§ Goal
The data follows this line. Copy verbatim the line with "Identify each instance of the terracotta" and each line after it to the end.

Rows from a dataset:
+ + + +
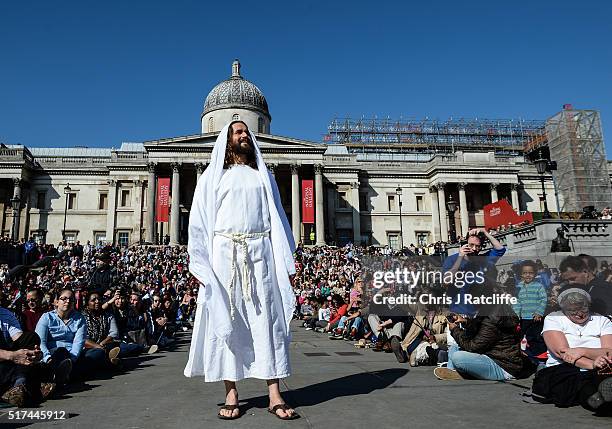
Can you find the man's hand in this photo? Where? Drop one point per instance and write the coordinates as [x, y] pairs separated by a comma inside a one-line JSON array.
[[571, 355], [465, 250], [476, 231], [602, 361], [25, 357]]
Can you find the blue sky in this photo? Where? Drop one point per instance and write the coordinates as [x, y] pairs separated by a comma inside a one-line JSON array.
[[99, 73]]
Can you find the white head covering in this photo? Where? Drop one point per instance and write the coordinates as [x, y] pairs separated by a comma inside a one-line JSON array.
[[201, 231]]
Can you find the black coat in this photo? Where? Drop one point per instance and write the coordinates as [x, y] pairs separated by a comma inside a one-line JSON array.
[[495, 334]]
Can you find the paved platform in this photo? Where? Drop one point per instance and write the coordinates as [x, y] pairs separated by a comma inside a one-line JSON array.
[[334, 386]]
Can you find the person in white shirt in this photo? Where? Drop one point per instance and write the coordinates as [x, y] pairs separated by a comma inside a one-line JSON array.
[[579, 366]]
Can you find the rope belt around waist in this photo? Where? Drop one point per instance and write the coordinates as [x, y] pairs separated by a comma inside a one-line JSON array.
[[240, 239]]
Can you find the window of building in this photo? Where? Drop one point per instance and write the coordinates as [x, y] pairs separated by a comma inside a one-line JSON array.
[[103, 203], [342, 201], [71, 200], [419, 201], [363, 201], [422, 237], [125, 198], [41, 198], [260, 125], [100, 237], [123, 238], [70, 236], [39, 236], [393, 239]]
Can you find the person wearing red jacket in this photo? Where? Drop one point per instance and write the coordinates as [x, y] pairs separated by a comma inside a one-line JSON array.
[[339, 309]]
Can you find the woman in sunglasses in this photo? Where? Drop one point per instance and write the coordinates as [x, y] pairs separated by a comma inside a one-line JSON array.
[[579, 355], [62, 335]]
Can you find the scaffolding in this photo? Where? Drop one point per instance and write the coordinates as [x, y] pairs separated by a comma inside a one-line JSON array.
[[575, 141], [432, 135]]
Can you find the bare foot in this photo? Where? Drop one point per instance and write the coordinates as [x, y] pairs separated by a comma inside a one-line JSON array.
[[230, 399], [280, 412]]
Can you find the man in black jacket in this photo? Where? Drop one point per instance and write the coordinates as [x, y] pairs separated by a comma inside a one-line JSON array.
[[489, 345], [103, 276], [582, 269]]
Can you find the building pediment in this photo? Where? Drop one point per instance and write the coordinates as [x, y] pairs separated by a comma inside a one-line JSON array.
[[267, 142]]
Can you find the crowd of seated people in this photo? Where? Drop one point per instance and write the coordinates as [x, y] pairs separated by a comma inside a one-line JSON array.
[[84, 310], [503, 341]]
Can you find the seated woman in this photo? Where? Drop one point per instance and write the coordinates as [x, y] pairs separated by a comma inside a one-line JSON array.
[[426, 337], [102, 334], [62, 335], [128, 320], [580, 355], [489, 345]]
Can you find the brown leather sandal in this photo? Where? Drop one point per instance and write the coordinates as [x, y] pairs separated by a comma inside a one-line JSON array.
[[231, 408], [284, 407]]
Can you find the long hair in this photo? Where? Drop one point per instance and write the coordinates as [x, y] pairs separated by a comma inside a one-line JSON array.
[[230, 155]]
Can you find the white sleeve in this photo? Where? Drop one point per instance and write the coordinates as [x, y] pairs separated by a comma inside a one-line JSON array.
[[552, 322], [606, 326]]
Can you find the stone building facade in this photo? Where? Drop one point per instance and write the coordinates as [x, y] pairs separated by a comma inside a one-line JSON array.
[[108, 195]]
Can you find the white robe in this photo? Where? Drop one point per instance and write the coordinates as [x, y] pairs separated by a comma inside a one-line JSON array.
[[258, 346]]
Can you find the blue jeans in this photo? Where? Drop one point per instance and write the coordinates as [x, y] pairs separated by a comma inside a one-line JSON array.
[[479, 366], [129, 349], [358, 324], [452, 349]]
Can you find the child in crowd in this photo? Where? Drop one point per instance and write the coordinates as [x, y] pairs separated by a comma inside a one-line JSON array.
[[530, 307]]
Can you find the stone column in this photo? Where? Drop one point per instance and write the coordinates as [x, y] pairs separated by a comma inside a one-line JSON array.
[[442, 208], [137, 204], [295, 204], [272, 168], [111, 213], [435, 214], [356, 215], [25, 233], [16, 207], [151, 184], [516, 205], [175, 209], [200, 167], [493, 187], [331, 211], [319, 214], [465, 221]]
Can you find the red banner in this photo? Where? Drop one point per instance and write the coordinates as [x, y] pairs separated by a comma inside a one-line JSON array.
[[502, 213], [161, 206], [307, 201]]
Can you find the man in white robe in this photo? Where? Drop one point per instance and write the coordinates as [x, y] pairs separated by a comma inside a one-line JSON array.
[[241, 250]]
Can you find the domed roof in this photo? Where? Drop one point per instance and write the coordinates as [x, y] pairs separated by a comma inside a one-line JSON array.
[[236, 92]]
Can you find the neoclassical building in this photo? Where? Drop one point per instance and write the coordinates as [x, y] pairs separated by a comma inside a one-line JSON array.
[[109, 195]]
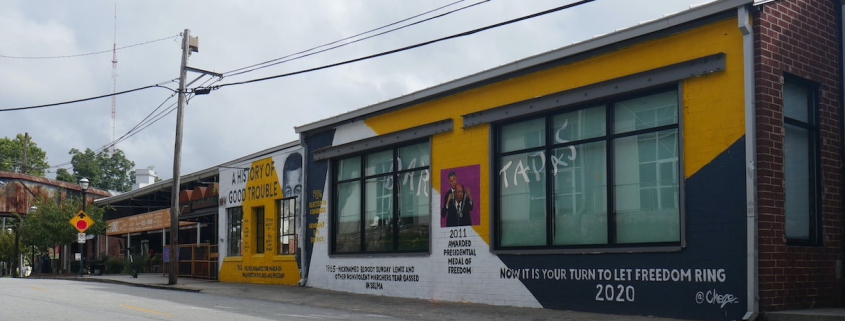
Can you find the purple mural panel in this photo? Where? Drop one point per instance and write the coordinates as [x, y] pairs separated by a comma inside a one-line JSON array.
[[460, 196]]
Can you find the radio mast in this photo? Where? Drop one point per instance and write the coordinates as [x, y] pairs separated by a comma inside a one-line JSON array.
[[114, 84]]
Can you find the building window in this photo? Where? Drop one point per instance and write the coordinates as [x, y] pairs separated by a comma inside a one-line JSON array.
[[258, 214], [801, 161], [287, 226], [235, 216], [382, 201], [593, 176]]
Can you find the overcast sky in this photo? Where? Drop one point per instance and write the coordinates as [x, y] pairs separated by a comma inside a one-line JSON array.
[[235, 121]]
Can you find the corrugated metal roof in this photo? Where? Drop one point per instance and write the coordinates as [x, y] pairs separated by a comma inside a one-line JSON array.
[[187, 178]]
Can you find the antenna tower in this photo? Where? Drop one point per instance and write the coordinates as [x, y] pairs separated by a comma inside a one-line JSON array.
[[114, 84]]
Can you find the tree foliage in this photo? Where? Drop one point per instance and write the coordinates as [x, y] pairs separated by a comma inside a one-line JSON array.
[[49, 225], [11, 156], [113, 172]]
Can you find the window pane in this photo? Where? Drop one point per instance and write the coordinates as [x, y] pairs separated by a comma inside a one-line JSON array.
[[522, 199], [235, 218], [414, 211], [258, 214], [348, 237], [646, 189], [578, 125], [527, 134], [287, 226], [580, 181], [795, 102], [414, 156], [646, 112], [349, 168], [379, 163], [797, 176], [378, 207]]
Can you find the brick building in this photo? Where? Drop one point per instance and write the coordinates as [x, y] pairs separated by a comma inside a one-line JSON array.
[[798, 84]]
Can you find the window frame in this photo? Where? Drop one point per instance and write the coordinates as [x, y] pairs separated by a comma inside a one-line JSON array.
[[610, 137], [813, 143], [259, 215], [292, 237], [362, 180], [234, 238]]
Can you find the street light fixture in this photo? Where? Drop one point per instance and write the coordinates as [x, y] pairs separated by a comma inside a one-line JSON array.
[[83, 184]]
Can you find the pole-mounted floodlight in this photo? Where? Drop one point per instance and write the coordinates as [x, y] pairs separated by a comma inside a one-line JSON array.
[[83, 184]]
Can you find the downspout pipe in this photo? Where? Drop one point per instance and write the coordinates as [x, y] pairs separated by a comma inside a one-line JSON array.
[[841, 100], [752, 308], [303, 214]]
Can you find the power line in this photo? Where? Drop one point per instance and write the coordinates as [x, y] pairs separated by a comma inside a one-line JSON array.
[[88, 54], [404, 48], [239, 70], [136, 129], [86, 99]]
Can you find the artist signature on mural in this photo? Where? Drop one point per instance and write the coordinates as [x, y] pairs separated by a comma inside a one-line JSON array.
[[713, 297]]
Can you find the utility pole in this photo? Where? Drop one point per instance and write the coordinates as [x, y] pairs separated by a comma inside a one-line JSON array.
[[173, 269]]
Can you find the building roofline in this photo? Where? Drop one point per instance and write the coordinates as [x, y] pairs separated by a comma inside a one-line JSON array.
[[195, 176], [596, 42]]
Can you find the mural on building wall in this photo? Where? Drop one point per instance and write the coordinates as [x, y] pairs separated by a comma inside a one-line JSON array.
[[700, 273], [259, 219], [461, 196]]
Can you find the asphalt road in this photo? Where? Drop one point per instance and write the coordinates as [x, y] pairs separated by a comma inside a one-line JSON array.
[[50, 299]]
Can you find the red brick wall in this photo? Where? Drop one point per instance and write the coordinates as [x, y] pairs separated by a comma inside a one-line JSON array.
[[801, 38]]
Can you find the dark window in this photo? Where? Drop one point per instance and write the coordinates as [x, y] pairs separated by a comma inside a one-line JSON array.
[[287, 225], [258, 214], [801, 161], [382, 201], [235, 229], [593, 176]]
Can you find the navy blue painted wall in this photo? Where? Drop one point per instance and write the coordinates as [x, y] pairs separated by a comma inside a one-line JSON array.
[[716, 239]]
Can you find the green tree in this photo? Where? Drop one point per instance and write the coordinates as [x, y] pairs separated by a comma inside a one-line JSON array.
[[11, 156], [113, 172], [49, 225], [63, 175]]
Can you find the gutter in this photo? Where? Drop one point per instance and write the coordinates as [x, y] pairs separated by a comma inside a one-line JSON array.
[[304, 258], [752, 308]]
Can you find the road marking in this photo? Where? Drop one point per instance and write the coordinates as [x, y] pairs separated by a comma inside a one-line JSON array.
[[299, 316], [145, 310]]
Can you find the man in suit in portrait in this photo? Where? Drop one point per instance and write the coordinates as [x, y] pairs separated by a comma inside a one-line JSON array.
[[458, 207]]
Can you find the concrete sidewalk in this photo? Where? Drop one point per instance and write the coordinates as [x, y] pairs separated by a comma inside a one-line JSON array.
[[414, 309]]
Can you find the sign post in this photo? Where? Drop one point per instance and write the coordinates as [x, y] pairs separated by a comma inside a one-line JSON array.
[[81, 222]]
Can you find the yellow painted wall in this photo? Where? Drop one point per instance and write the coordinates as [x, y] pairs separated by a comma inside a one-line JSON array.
[[263, 190], [713, 105]]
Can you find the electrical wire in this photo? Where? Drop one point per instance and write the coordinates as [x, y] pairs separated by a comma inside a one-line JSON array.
[[89, 54], [239, 70], [87, 99], [466, 33]]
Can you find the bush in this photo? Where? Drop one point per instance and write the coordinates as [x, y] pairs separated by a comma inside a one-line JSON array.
[[115, 265]]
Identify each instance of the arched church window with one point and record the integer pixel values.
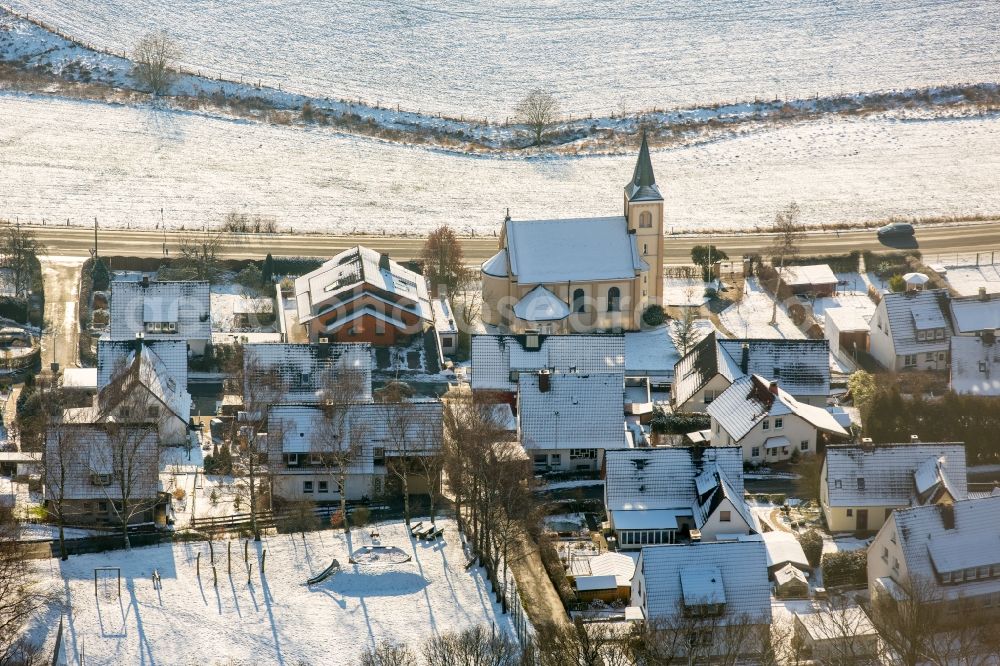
(614, 299)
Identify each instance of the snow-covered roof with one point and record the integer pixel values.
(497, 359)
(304, 369)
(186, 303)
(885, 475)
(339, 279)
(971, 315)
(678, 575)
(914, 311)
(808, 275)
(114, 354)
(782, 548)
(585, 249)
(939, 539)
(975, 366)
(749, 400)
(576, 411)
(540, 304)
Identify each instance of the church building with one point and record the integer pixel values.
(580, 274)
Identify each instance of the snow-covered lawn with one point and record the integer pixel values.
(276, 618)
(482, 56)
(751, 317)
(65, 159)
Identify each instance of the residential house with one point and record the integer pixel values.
(860, 486)
(304, 371)
(769, 424)
(975, 365)
(567, 421)
(304, 444)
(667, 495)
(708, 588)
(94, 468)
(584, 274)
(911, 330)
(162, 310)
(363, 296)
(947, 554)
(802, 367)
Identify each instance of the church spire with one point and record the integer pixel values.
(643, 183)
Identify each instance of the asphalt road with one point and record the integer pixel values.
(931, 240)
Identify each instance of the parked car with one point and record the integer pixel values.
(895, 229)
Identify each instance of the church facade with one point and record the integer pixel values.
(583, 274)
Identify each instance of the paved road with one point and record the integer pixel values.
(77, 241)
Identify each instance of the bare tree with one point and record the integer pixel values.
(154, 57)
(538, 110)
(340, 435)
(788, 232)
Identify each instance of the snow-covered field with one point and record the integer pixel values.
(277, 618)
(478, 58)
(64, 159)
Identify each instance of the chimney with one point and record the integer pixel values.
(531, 340)
(544, 381)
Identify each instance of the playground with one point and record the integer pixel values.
(187, 603)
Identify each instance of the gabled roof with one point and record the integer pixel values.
(577, 411)
(583, 249)
(113, 354)
(495, 357)
(889, 473)
(741, 565)
(540, 304)
(361, 266)
(643, 187)
(975, 314)
(975, 366)
(748, 401)
(186, 303)
(913, 311)
(303, 368)
(945, 539)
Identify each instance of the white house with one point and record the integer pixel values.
(162, 310)
(802, 367)
(768, 423)
(947, 554)
(567, 421)
(665, 495)
(860, 486)
(910, 331)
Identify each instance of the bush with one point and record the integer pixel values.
(848, 568)
(654, 315)
(812, 546)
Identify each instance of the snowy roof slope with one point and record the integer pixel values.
(595, 248)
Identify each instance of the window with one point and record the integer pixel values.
(614, 299)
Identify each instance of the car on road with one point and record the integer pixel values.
(895, 229)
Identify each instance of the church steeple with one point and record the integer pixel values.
(643, 187)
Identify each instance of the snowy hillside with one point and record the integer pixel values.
(478, 58)
(70, 159)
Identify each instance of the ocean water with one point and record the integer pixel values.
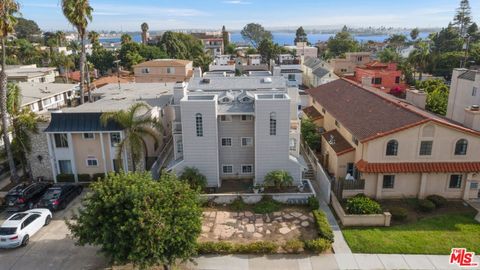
(284, 38)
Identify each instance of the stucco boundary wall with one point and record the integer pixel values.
(251, 198)
(360, 220)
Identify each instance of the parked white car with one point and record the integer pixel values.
(19, 227)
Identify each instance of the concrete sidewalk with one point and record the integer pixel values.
(325, 261)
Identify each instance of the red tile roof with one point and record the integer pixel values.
(339, 144)
(312, 113)
(368, 113)
(418, 167)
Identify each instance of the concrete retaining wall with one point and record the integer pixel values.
(251, 198)
(360, 220)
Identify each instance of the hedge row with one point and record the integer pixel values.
(263, 247)
(323, 227)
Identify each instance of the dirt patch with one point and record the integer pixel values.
(248, 227)
(414, 215)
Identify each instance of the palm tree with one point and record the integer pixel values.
(8, 9)
(144, 27)
(61, 38)
(137, 127)
(78, 13)
(419, 58)
(125, 38)
(24, 122)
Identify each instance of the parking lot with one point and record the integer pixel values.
(52, 248)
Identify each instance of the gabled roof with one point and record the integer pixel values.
(337, 142)
(370, 114)
(418, 167)
(164, 63)
(79, 122)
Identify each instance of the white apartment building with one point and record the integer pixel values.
(464, 98)
(236, 127)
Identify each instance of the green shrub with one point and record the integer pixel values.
(266, 205)
(84, 178)
(426, 206)
(438, 200)
(96, 176)
(323, 227)
(313, 203)
(65, 177)
(398, 213)
(362, 205)
(294, 246)
(215, 248)
(317, 245)
(261, 247)
(238, 205)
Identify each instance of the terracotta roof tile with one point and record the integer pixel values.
(312, 113)
(362, 112)
(418, 167)
(337, 142)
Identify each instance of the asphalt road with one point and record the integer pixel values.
(51, 248)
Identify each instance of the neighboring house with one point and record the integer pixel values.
(31, 73)
(347, 65)
(76, 142)
(293, 73)
(212, 42)
(302, 49)
(316, 72)
(386, 148)
(464, 97)
(43, 97)
(236, 128)
(163, 70)
(380, 75)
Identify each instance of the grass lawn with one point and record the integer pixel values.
(429, 235)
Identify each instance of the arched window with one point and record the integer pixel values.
(461, 147)
(273, 124)
(199, 124)
(392, 148)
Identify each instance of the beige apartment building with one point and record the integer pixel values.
(385, 147)
(163, 71)
(347, 65)
(75, 142)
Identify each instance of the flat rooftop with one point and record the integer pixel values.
(237, 83)
(114, 99)
(32, 92)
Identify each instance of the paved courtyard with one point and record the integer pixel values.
(246, 226)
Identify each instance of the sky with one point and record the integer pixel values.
(127, 15)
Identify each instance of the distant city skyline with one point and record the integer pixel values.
(127, 15)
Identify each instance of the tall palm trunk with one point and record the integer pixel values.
(82, 68)
(3, 111)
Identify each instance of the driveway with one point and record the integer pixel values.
(51, 248)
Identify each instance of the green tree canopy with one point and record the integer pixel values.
(342, 43)
(254, 33)
(300, 35)
(28, 29)
(135, 219)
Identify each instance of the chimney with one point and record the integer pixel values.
(472, 117)
(197, 72)
(417, 97)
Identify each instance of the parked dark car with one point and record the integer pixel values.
(59, 196)
(25, 196)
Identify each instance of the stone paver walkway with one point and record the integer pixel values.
(325, 262)
(246, 226)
+ + + +
§ Response to this task
Identify each instance of the terracotta roof tile with one point and record the integer pixel values.
(312, 113)
(362, 112)
(418, 167)
(337, 142)
Identify each instance of the asphalt road with one point and record the integer pixel values.
(51, 248)
Identify each instance of the neighboring house with one point and record the integer pixel values.
(31, 73)
(347, 65)
(76, 142)
(293, 73)
(212, 42)
(302, 49)
(316, 72)
(386, 148)
(464, 97)
(43, 97)
(236, 128)
(163, 70)
(380, 75)
Identify each instance of the grass lawn with one point and record the integer pixel values.
(429, 235)
Identify each instance of the arched window with one point and record the integer pixel values.
(461, 147)
(273, 124)
(199, 124)
(392, 148)
Identify each instance of the beige apartment building with one point and record the integer pixel values.
(385, 147)
(163, 71)
(347, 65)
(75, 142)
Identify each instance of the flat rooftop with one point and record the integer pixel values.
(237, 83)
(114, 99)
(32, 92)
Identify each instance of the paved courtyard with one point and record the integer pixel values.
(246, 226)
Identify each instance of the sky with one point and record the integer pixel values.
(127, 15)
Identify each instance of the distant city skyline with one point and record the integer pixel values.
(127, 15)
Identify each instance of the tall palm trunk with one point and record the integer pixel values.
(82, 68)
(3, 111)
Identify each instance of the driveway with one point and record the integer pixel values.
(51, 248)
Identify each instance of the green tree canopy with one point and record the integer pixel values.
(342, 43)
(254, 33)
(300, 35)
(28, 29)
(135, 219)
Identify each instance of the chimney with one point and record the integer pixel values.
(472, 117)
(197, 72)
(417, 97)
Identify each instance of the parked dark car with one point and record the integer pixel values.
(59, 196)
(25, 196)
Identify each instance of the stone paver walkway with one point and record the integer pixel values.
(325, 262)
(246, 226)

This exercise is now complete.